*** Opening RECORDS FOR THIS TASK ***
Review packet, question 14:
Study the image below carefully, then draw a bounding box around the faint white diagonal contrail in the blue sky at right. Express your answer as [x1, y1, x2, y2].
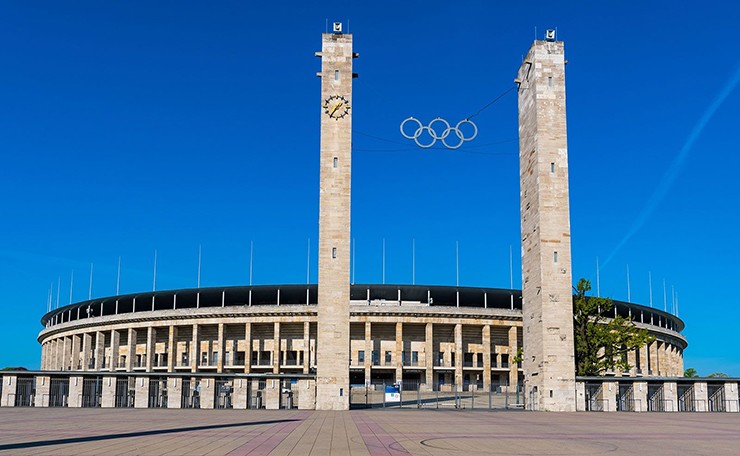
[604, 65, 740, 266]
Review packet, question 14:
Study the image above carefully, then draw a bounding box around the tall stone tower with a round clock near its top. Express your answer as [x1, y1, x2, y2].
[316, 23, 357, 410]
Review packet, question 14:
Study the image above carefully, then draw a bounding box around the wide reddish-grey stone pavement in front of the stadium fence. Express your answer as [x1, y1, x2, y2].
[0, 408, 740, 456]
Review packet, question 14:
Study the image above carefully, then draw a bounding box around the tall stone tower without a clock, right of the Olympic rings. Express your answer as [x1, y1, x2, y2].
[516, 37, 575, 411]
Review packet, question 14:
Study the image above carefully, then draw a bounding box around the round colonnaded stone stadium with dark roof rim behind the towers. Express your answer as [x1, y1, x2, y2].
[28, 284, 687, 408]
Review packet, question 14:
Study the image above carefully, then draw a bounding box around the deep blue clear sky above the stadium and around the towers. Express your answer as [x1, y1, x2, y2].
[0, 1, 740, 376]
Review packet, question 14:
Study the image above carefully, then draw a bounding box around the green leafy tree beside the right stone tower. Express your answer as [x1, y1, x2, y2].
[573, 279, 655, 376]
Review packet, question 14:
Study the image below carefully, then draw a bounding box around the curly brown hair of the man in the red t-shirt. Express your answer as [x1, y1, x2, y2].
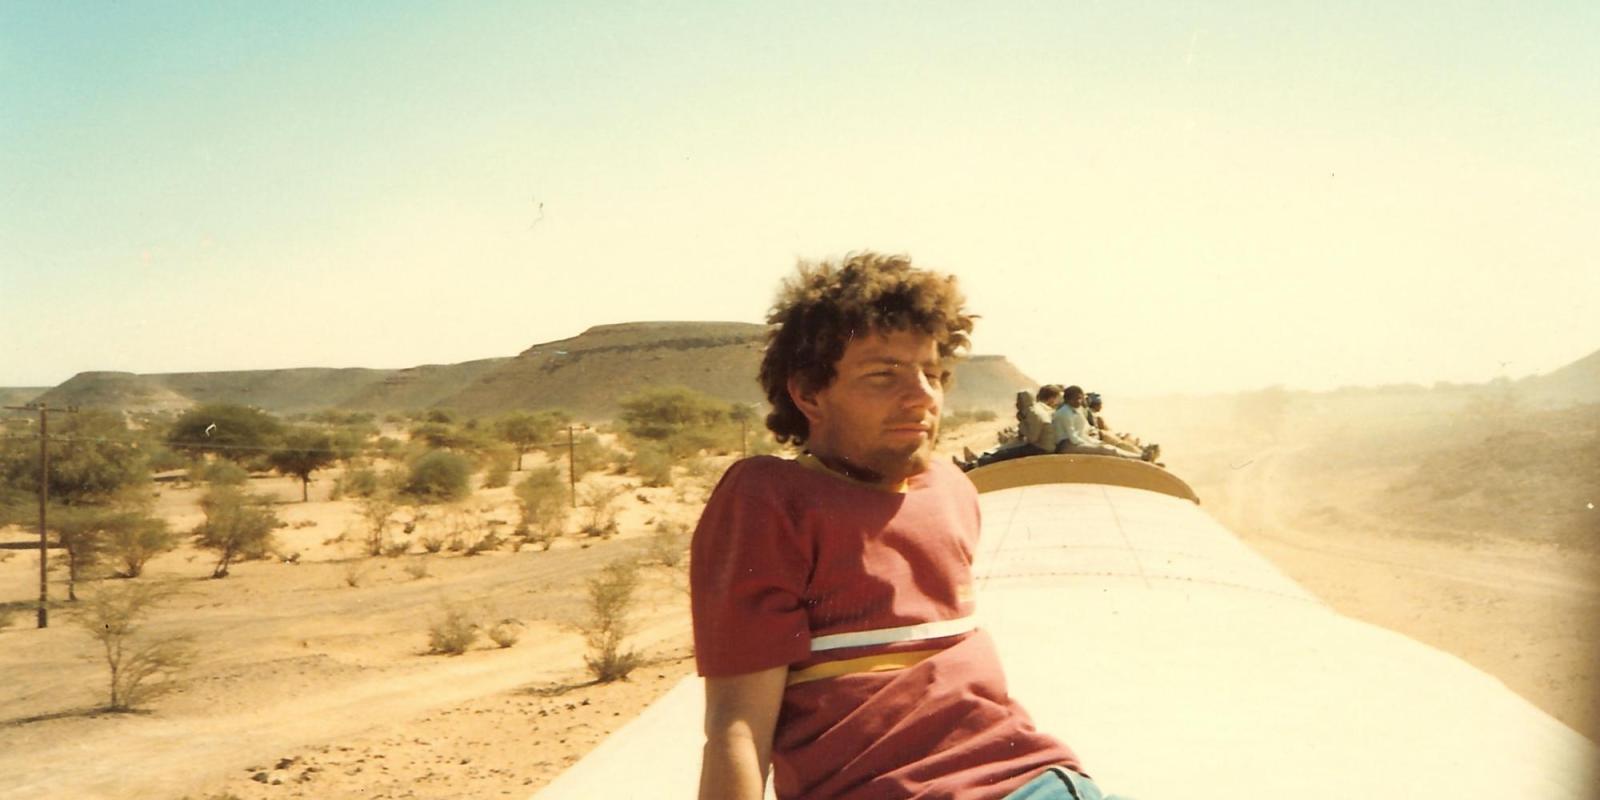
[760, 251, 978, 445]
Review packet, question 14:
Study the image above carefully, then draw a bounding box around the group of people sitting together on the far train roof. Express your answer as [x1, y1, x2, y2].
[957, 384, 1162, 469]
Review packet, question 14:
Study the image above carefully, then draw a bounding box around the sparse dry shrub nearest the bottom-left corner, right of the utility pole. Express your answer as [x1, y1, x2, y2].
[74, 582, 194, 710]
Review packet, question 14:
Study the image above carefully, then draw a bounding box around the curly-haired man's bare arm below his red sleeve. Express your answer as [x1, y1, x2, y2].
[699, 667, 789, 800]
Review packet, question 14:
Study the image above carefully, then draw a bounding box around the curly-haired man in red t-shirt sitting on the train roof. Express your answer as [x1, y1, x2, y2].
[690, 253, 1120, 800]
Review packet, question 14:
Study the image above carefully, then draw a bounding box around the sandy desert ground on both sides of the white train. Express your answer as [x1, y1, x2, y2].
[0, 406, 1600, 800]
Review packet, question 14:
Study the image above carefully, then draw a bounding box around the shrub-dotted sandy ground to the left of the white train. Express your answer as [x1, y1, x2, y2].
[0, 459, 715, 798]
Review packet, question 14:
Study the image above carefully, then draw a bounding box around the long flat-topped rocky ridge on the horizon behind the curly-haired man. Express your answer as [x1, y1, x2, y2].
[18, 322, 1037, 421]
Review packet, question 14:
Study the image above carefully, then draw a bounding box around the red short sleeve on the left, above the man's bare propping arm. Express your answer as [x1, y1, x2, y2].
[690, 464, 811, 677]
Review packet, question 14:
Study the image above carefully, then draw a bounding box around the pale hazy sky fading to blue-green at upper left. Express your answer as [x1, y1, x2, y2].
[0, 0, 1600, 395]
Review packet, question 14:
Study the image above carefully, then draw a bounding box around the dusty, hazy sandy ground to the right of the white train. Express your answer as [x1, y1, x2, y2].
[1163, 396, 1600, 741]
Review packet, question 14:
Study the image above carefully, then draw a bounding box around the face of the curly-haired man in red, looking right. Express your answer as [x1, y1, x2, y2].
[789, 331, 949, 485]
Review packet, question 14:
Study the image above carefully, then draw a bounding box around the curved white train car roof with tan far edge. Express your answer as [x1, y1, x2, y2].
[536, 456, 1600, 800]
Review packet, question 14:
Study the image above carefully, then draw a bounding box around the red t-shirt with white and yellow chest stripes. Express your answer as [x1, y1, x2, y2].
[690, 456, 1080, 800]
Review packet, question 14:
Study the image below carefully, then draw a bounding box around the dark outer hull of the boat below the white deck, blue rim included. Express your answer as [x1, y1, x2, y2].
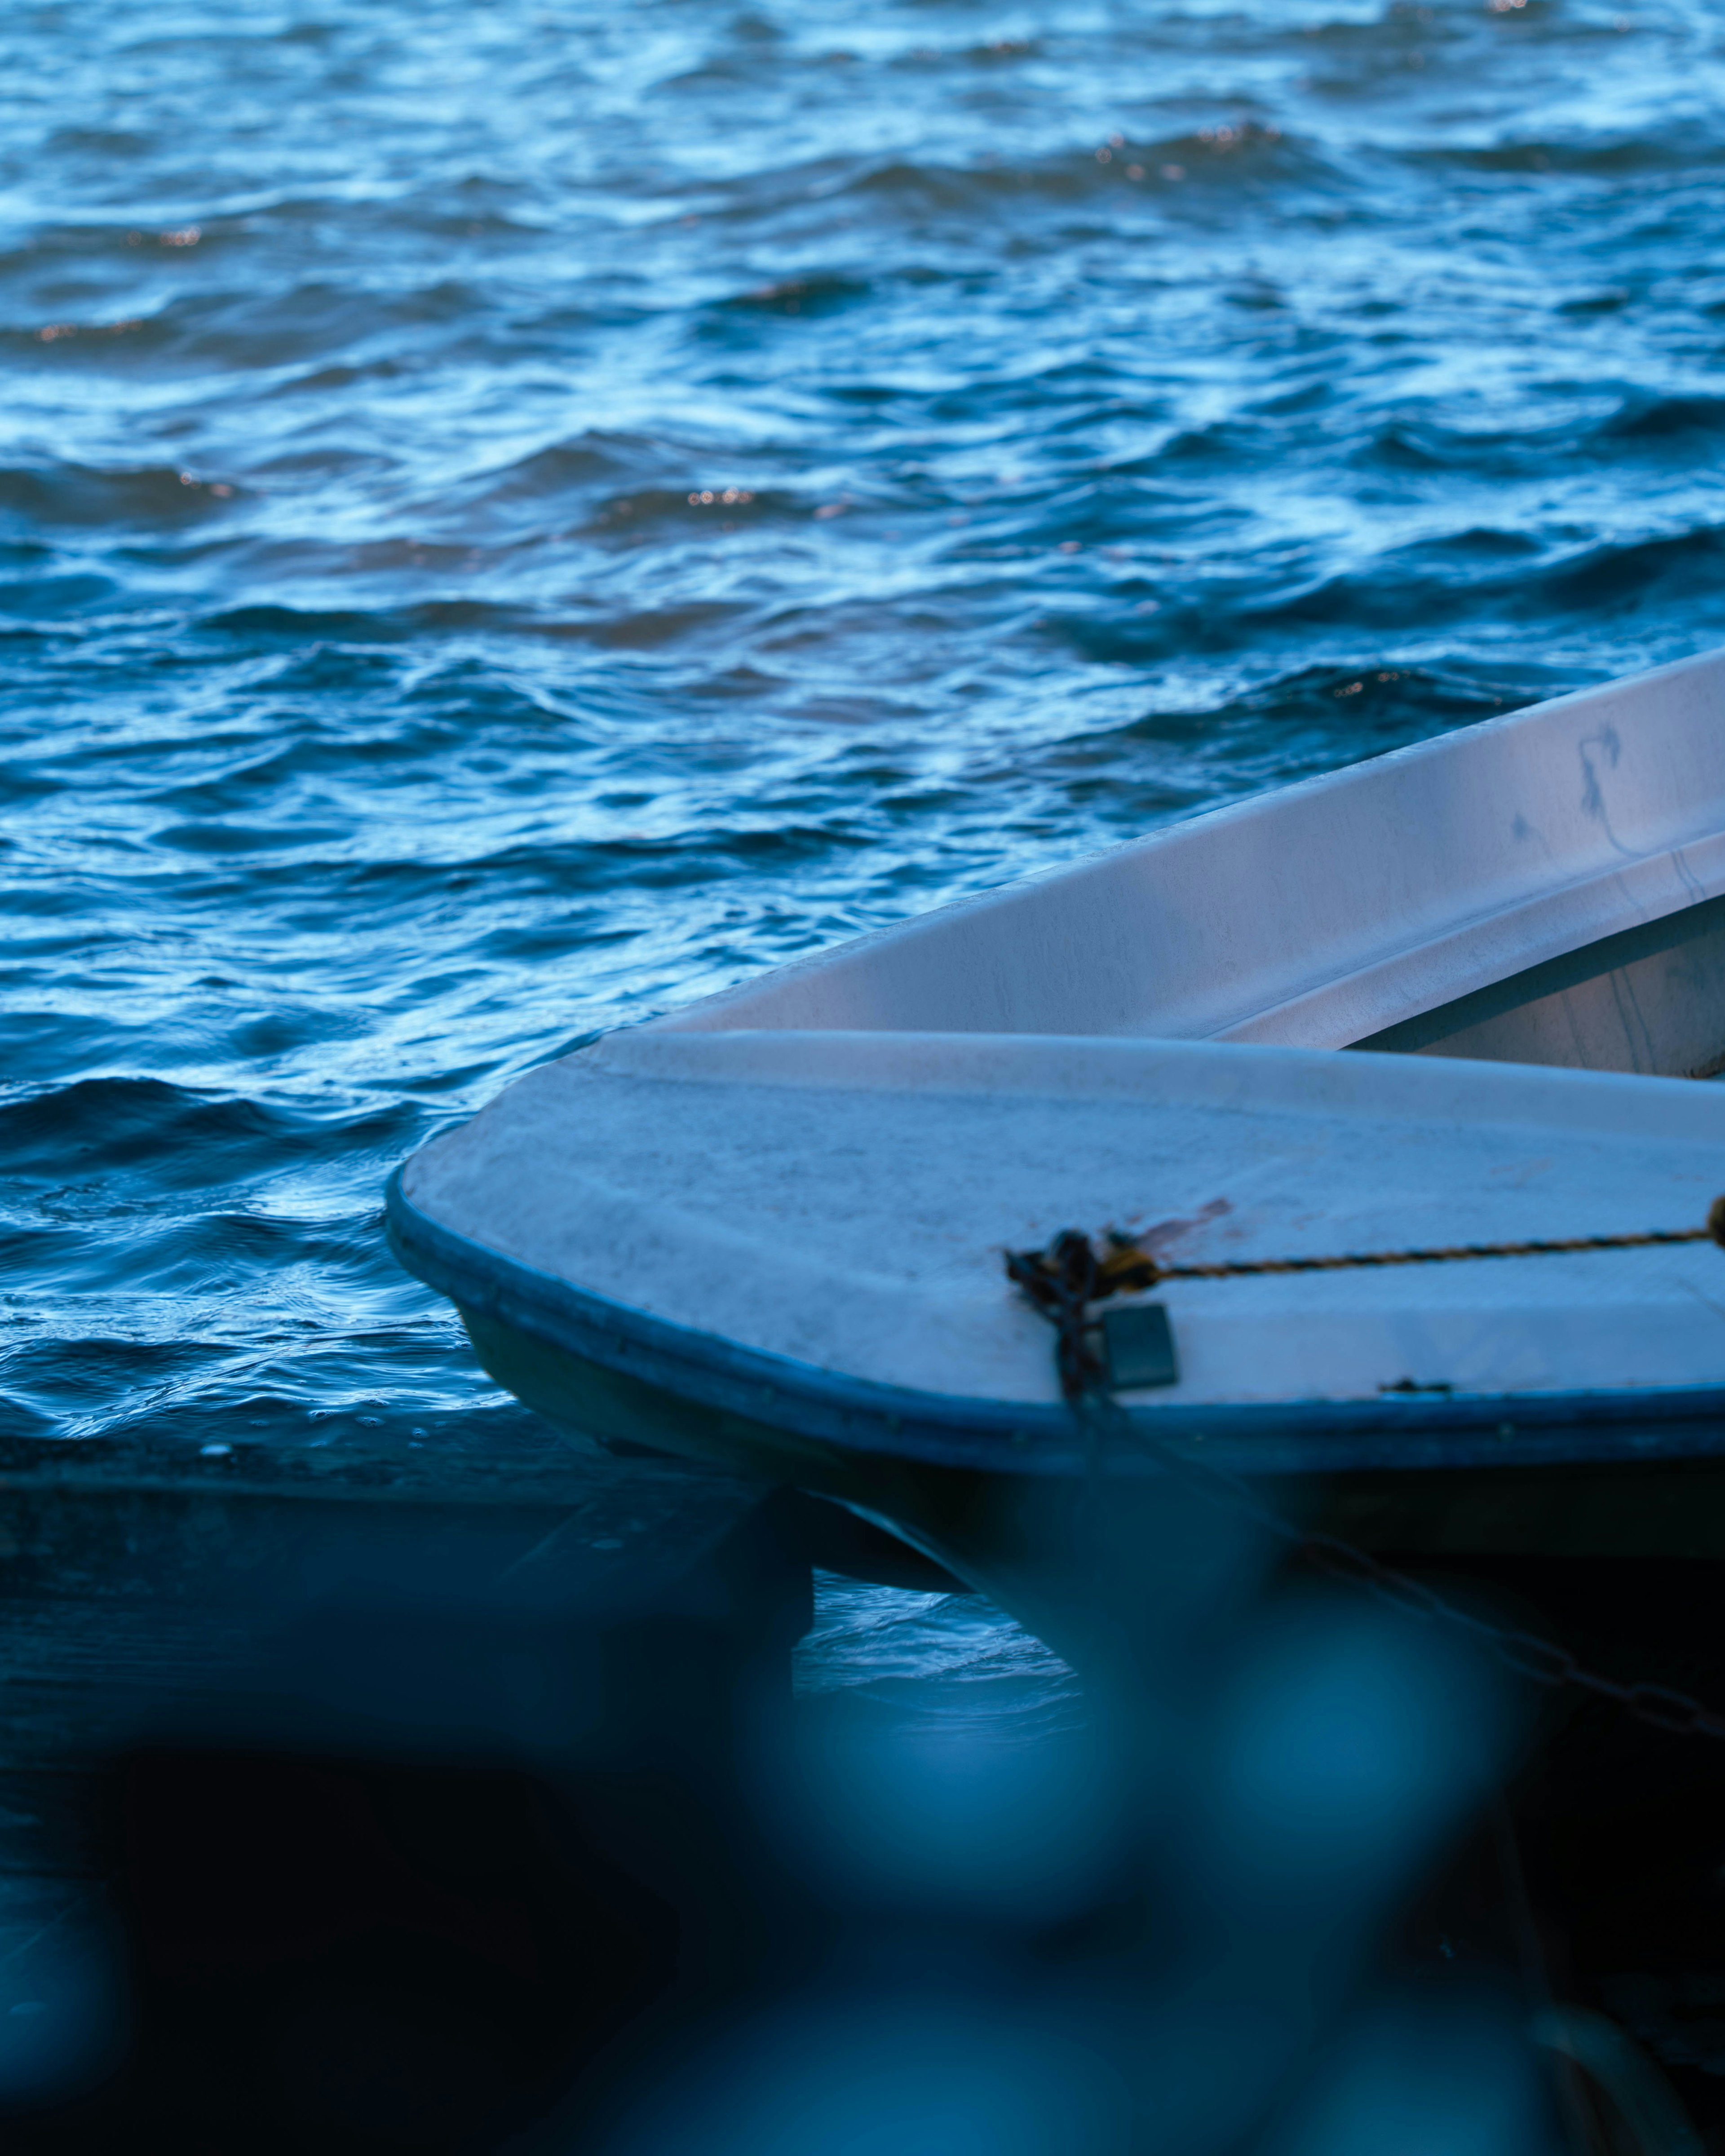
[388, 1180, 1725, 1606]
*** Closing RECORDS FOR THIS TASK ***
▸ **PROBLEM TO WORK ON**
Reproduce each entry verbatim, excluding any embedded images.

▸ **RESPONSE BOX**
Review packet, question 14:
Study the image below carefully, then draw a bounding box around the faint white diagonal contrail in the blue sky at right. Express your answer as [x1, y1, x2, y2].
[604, 65, 740, 266]
Review packet, question 14:
Study the image above carefully, then draw a bounding box around the tall stone tower with a round clock near its top. Express your answer as [x1, y1, x2, y2].
[316, 23, 357, 410]
Review packet, question 14:
Study the image above carefully, then draw a bounding box around the wide reddish-grey stone pavement in front of the stadium fence. Express your answer as [x1, y1, x2, y2].
[0, 408, 740, 456]
Review packet, question 14:
Study the image above carefully, then draw a bounding box around the tall stone tower without a clock, right of the Olympic rings. Express your answer as [x1, y1, x2, y2].
[516, 37, 575, 411]
Review packet, question 14:
Study the image above carefully, then draw a bounding box around the round colonnaded stone stadium with dark roof rim behind the towers. Express your answer as [x1, y1, x2, y2].
[28, 284, 687, 408]
Review packet, question 14:
Study the image above carefully, then draw a bounding box around the deep blue clear sky above the stadium and around the towers. Express your answer as [x1, y1, x2, y2].
[0, 1, 740, 376]
Review packet, question 14:
Study the image above carefully, then draw a bounding box around the green leafy tree beside the right stone tower. Express your answer as [x1, y1, x2, y2].
[573, 279, 655, 376]
Review packet, question 14:
Study the image below carefully, then draw a bounding box around the curly brown hair of the man in the red t-shirt. Express your answer as [x1, y1, x2, y2].
[760, 251, 978, 445]
Review packet, question 14:
Study the image above carefully, then draw a bounding box around the group of people sitting together on the far train roof. Express your answer as [x1, y1, x2, y2].
[957, 384, 1162, 469]
Review packet, question 14:
Study the image above carefully, then draw a bounding box around the sparse dry shrub nearest the bottom-left corner, right of the utility pole. Express your answer as [x1, y1, x2, y2].
[74, 582, 194, 710]
Review packet, question 14:
Study the image above carefully, then draw a bounding box around the curly-haired man's bare arm below his red sleeve. Express your answer as [x1, y1, x2, y2].
[699, 667, 789, 800]
Review packet, question 14:
Study the image above carefully, then draw a bounding box around the curly-haired man in red t-shirt sitting on the train roof. Express your answer as [x1, y1, x2, y2].
[690, 253, 1120, 800]
Review packet, question 14:
Study the image above carefully, then draw a bounding box around the sandy desert ground on both sides of the white train. Express your answer as [x1, y1, x2, y2].
[0, 406, 1600, 800]
Review packet, question 14:
Study the image above carefully, then draw a bounding box around the shrub-dotted sandy ground to the left of the white train. Express your answer as [x1, y1, x2, y2].
[0, 459, 715, 798]
Review packet, question 14:
Study the image above carefully, then draw a bounding box around the long flat-topped rocky ridge on the horizon behind the curly-haired man. Express your answer as [x1, y1, x2, y2].
[18, 322, 1037, 421]
Review packet, question 14:
Study the image above carefully, then draw a bounding box around the red short sleeve on the left, above the man's bare propping arm. Express your answer as [x1, y1, x2, y2].
[690, 464, 811, 677]
Review packet, question 14:
Study the image above carefully, then draw a bounding box around the pale hazy sky fading to blue-green at upper left. Express your answer as [x1, y1, x2, y2].
[0, 0, 1600, 395]
Review packet, question 14:
Study the image above carefully, then draw a bounding box around the dusty, hazy sandy ground to the right of the white train. Express your answer as [x1, y1, x2, y2].
[1163, 396, 1600, 741]
Review packet, question 14:
Study the image above carefully, then draw a bounding box around the face of the curly-haired man in red, looking right. Express your answer as [x1, y1, x2, y2].
[789, 331, 949, 485]
Review packet, question 14:
Study the image above carefully, then draw a bounding box around the curved white train car roof with tan far edge. Express your answer as [x1, y1, x2, y2].
[536, 456, 1600, 800]
Review packet, question 14:
Study the image above carefully, then draw a bounding box around the red t-shirt with white and yellow chest stripes. Express your answer as [x1, y1, x2, y2].
[690, 456, 1080, 800]
Review packet, question 14:
Study the image below carefully, then draw a bounding box around the dark outer hull of the boat below the white deck, blue rim included. Express your answer as [x1, y1, x2, y2].
[388, 1180, 1725, 1606]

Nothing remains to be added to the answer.